• [Your objective] Your answer must be an exact transcription of the lines from the line with "Put a marker on each instance of the sunglasses" through the final line of the data.

• [Given data]
═══

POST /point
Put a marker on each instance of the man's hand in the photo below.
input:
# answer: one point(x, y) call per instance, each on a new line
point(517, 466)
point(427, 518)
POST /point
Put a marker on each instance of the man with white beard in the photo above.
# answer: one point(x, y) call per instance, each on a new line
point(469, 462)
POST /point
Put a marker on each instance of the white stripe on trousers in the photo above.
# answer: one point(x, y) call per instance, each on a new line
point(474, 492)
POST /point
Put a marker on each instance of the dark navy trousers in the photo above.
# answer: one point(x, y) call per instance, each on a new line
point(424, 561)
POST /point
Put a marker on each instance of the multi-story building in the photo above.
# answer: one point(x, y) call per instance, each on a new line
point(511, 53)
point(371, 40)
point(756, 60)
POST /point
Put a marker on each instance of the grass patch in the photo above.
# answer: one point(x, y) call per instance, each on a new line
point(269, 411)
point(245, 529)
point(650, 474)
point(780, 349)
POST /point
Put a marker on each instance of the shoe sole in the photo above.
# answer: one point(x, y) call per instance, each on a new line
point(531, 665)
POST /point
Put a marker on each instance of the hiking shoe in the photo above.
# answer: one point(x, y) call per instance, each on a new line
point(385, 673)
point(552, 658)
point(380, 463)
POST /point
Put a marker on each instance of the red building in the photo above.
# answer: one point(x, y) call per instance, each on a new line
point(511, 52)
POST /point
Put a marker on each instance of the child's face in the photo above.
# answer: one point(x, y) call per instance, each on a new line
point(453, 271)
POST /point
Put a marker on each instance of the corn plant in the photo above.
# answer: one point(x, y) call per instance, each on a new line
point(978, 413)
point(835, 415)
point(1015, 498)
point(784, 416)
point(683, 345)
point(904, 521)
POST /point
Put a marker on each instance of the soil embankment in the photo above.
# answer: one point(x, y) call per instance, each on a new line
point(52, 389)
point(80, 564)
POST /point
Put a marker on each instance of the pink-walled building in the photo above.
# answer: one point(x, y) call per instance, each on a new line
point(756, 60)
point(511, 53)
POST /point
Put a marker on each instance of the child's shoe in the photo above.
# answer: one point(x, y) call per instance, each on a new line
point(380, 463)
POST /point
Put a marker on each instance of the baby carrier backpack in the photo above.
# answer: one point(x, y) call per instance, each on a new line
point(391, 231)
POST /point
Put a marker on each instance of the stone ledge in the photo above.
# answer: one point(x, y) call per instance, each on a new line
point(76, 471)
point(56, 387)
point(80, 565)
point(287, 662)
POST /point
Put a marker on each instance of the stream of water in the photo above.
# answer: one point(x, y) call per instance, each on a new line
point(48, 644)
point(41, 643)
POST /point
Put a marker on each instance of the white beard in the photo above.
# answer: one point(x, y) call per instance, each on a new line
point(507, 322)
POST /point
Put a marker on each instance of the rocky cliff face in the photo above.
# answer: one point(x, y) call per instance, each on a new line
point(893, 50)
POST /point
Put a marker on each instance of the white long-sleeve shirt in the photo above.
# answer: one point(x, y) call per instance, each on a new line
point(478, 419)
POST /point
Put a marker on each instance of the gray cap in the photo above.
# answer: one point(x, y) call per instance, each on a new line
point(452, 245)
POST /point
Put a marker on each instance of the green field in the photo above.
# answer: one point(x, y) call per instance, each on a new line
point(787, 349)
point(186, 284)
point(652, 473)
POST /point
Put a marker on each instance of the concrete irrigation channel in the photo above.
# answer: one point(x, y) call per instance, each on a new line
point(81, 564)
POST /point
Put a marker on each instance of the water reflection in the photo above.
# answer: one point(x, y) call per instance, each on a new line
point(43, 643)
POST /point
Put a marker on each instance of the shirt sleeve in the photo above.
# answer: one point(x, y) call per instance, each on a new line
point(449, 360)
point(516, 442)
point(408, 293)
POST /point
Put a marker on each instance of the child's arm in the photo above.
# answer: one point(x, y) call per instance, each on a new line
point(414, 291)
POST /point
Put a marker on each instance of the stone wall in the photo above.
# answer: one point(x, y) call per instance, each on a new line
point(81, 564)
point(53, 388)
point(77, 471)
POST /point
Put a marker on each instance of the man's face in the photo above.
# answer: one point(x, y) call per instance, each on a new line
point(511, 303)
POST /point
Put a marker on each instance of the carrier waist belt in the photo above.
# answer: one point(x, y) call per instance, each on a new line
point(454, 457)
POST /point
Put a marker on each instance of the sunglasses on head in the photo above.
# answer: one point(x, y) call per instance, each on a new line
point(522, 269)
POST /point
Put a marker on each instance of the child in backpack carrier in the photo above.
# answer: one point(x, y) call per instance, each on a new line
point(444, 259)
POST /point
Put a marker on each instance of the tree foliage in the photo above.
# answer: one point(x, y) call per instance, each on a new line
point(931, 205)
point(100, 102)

═══

• [Result of this task]
Put a marker on each instance of the sunglasses on head in the photo above.
# answer: one point(x, y) call per instance, each on a new line
point(522, 269)
POST /point
Put a marker on each instance of the child in backpack carrier in the photo above.
# answer: one point(x, y) call per instance, each on a new line
point(444, 259)
POST /point
Put a marker on each instance of the tree foliage in the photo above.
# answer: one point(x, y) call per instance, each on a new line
point(931, 205)
point(100, 102)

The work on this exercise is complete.